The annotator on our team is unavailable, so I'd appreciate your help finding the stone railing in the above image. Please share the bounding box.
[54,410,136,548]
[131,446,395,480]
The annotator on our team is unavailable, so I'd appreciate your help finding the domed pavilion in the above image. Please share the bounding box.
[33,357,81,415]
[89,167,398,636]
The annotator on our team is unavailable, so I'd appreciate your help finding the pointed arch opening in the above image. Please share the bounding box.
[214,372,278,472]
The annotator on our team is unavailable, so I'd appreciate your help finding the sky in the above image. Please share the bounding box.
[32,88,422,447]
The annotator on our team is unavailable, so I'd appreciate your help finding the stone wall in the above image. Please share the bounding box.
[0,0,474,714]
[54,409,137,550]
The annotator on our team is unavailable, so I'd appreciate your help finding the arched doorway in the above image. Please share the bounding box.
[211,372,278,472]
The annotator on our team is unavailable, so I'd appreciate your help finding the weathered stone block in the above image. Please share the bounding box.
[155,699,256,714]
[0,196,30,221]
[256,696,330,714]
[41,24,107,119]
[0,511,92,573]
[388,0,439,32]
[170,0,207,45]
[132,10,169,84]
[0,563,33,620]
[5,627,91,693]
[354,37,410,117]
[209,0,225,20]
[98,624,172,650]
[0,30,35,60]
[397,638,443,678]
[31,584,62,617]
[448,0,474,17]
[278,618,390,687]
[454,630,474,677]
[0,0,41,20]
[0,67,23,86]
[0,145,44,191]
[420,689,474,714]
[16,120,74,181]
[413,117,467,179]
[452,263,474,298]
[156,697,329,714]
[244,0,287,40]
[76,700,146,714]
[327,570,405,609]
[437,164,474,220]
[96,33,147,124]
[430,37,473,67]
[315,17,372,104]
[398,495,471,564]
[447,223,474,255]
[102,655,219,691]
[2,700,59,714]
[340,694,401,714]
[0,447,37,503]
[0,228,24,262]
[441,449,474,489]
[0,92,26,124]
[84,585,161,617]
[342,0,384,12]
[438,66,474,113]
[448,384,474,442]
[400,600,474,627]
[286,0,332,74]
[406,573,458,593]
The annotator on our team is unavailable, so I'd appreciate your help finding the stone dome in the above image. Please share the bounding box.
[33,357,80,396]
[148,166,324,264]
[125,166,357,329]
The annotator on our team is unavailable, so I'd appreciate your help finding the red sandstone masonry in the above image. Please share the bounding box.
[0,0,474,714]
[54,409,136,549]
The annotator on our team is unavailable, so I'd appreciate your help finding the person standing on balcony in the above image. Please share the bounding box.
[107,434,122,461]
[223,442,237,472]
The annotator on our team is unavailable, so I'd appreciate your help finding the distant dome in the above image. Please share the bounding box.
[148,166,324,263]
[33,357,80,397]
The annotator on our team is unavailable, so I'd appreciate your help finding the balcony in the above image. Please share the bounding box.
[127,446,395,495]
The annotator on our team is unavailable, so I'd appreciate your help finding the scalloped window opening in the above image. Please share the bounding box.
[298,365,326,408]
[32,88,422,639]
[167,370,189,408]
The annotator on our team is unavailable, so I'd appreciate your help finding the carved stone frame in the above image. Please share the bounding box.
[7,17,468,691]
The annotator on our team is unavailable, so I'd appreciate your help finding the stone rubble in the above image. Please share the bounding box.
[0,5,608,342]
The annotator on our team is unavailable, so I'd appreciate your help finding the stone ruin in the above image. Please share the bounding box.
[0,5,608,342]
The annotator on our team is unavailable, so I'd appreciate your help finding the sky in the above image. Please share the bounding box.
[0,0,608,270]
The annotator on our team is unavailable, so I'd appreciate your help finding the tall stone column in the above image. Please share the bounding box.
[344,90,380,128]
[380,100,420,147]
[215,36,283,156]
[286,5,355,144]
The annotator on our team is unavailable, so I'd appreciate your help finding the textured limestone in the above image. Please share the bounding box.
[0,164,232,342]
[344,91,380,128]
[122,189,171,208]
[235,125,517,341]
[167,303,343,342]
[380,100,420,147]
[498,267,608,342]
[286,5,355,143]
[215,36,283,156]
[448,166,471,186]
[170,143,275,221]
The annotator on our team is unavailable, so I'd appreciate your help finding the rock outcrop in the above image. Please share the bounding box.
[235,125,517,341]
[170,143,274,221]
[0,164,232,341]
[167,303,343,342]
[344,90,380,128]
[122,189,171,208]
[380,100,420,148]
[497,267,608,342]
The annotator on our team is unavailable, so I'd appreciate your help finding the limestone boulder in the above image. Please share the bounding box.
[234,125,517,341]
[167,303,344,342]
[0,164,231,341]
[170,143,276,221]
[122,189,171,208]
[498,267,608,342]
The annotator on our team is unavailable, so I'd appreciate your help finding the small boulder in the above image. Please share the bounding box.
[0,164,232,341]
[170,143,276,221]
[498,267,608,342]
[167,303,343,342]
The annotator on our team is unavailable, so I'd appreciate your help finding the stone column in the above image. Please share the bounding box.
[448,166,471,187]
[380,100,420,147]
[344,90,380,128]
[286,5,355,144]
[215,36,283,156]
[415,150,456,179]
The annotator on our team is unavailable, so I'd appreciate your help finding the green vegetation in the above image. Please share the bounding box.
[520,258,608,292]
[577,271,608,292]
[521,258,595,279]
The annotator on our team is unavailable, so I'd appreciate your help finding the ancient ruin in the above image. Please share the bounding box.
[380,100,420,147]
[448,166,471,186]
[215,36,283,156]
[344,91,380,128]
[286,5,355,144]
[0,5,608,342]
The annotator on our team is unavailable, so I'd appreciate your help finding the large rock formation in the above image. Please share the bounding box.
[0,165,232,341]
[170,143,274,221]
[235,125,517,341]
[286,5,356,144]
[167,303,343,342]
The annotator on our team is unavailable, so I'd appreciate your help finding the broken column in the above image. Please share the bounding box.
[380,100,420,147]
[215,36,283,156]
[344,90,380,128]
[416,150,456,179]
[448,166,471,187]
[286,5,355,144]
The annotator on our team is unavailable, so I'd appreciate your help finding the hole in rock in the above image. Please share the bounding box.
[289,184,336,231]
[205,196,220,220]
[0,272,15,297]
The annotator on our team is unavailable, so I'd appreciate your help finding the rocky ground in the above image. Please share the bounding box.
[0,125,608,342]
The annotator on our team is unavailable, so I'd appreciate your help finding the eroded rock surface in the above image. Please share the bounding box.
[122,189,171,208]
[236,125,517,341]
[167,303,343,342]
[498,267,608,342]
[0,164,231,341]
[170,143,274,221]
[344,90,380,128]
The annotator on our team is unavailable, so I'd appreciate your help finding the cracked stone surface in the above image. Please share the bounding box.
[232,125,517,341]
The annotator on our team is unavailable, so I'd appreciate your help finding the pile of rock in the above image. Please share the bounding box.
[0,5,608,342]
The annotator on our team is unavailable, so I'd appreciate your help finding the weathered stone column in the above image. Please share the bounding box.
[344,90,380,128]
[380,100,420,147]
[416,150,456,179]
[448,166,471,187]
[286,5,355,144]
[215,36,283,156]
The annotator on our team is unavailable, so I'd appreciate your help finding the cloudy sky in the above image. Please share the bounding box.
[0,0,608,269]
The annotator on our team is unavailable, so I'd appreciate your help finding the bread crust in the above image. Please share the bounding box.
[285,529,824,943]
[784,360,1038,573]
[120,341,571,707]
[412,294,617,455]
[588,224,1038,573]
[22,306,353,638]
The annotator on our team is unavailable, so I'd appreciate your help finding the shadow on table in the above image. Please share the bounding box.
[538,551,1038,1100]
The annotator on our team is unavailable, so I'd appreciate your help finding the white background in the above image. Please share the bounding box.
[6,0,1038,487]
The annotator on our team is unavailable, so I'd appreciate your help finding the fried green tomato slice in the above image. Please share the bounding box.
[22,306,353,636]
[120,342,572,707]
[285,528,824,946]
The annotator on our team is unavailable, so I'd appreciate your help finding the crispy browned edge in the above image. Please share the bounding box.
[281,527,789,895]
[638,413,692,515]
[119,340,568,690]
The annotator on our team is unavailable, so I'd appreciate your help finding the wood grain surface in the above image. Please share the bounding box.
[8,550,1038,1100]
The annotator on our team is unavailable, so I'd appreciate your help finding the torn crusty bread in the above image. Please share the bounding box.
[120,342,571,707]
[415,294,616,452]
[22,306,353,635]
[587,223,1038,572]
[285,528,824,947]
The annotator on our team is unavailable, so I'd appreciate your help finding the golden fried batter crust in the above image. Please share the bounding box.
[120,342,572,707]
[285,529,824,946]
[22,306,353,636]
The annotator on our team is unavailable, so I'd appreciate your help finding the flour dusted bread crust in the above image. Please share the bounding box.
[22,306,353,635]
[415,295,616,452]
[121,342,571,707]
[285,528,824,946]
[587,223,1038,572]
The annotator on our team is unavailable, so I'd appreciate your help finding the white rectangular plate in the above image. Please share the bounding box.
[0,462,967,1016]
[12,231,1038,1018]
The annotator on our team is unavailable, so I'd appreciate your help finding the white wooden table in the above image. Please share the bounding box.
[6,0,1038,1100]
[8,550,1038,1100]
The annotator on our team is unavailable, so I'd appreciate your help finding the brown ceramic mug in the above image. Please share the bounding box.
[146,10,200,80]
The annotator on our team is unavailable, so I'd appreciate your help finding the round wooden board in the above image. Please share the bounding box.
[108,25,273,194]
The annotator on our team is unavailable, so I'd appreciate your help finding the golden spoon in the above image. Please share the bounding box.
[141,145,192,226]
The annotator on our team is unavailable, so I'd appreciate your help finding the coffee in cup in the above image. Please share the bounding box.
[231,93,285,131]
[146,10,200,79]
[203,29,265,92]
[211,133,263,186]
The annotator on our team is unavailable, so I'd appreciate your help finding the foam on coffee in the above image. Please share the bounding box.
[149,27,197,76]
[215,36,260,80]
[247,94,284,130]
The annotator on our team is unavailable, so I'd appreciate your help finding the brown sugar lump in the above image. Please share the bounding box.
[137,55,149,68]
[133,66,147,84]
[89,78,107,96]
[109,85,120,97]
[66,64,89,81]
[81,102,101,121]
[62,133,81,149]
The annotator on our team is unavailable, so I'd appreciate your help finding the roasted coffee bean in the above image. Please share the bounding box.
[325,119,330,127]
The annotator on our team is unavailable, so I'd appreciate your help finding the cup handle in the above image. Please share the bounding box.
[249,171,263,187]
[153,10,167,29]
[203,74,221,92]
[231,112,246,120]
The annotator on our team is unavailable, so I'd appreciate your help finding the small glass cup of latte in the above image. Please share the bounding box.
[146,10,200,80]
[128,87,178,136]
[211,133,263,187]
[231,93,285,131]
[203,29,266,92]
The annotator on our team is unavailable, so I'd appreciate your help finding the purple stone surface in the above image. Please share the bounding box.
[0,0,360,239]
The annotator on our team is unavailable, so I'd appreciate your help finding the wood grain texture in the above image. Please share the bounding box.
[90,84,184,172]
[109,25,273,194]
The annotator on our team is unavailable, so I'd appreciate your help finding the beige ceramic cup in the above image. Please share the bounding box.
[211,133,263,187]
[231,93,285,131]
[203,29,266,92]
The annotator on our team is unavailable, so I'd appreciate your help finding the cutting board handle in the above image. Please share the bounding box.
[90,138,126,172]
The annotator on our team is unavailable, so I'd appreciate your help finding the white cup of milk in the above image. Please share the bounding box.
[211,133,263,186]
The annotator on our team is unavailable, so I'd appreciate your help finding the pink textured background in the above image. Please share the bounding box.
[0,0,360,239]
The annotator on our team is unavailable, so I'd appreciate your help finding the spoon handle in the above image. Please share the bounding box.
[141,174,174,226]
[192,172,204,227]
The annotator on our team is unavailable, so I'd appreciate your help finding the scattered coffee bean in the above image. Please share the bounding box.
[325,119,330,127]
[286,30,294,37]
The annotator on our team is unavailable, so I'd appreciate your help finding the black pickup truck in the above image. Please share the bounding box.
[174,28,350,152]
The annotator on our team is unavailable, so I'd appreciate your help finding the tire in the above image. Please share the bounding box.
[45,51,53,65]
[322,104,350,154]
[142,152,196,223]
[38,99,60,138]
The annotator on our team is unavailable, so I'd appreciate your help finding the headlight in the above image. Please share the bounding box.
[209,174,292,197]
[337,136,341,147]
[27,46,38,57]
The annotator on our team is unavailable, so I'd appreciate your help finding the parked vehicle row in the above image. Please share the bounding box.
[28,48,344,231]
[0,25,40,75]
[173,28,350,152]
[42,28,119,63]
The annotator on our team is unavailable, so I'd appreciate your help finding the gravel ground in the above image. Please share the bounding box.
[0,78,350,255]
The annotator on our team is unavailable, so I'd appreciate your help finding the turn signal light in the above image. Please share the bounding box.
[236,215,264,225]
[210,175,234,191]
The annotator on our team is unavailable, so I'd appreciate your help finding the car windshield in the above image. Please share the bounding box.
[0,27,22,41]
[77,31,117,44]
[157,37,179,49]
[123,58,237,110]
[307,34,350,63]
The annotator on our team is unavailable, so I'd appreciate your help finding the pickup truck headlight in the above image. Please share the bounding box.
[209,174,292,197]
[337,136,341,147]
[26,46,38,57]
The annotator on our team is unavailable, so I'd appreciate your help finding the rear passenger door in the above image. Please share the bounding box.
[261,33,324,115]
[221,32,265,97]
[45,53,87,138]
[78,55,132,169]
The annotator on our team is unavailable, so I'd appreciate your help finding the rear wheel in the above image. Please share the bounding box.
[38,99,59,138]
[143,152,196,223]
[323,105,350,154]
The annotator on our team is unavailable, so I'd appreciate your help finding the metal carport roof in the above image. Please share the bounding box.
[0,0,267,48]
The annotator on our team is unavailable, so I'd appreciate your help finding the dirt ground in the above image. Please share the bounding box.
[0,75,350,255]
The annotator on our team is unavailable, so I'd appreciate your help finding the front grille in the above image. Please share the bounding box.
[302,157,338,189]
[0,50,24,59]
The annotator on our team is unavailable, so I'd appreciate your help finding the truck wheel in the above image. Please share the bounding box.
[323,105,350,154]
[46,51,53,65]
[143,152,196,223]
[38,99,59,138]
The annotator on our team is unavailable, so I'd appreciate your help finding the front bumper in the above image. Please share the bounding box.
· · · · ·
What is expected: Find "the rear passenger" in the data above, then repeat that line and all lines after it exactly, ending with the final line.

Result:
The annotator on our team is unavailable, so I'd appreciate your help finding the rear passenger door in the above image. Please share the bounding box.
[261,33,324,115]
[221,32,265,97]
[45,53,87,138]
[78,55,132,169]
The annotator on our team is unavailable, so I'd appreciate your help finding the rear wheel in the above image. Please share the bounding box.
[38,99,59,138]
[143,152,196,223]
[323,105,350,154]
The annotator on our team is unavailable, so I'd appreciate your help finding the metal carport roof in the above image. Please share the bounding box.
[0,0,267,48]
The annotator on our team is unavailable, so I'd appreciate your help finding the dirt ground in the above image. Please share the bounding box.
[0,75,350,255]
The annotator on our team is unavailable, so I'd appreciate your help finding the front grille in the above image. Please share the bounding box.
[302,157,338,189]
[0,50,24,59]
The annotator on our team is unavailable, so I'd appreciate your help finding the truck wheel in the above image. Please share the bounding box.
[323,105,350,154]
[46,51,53,65]
[143,152,196,223]
[38,99,59,138]
The annotator on our team is unavailable, so I'd appreciate your help finding the front bumper in the above image. Please share the bounding box.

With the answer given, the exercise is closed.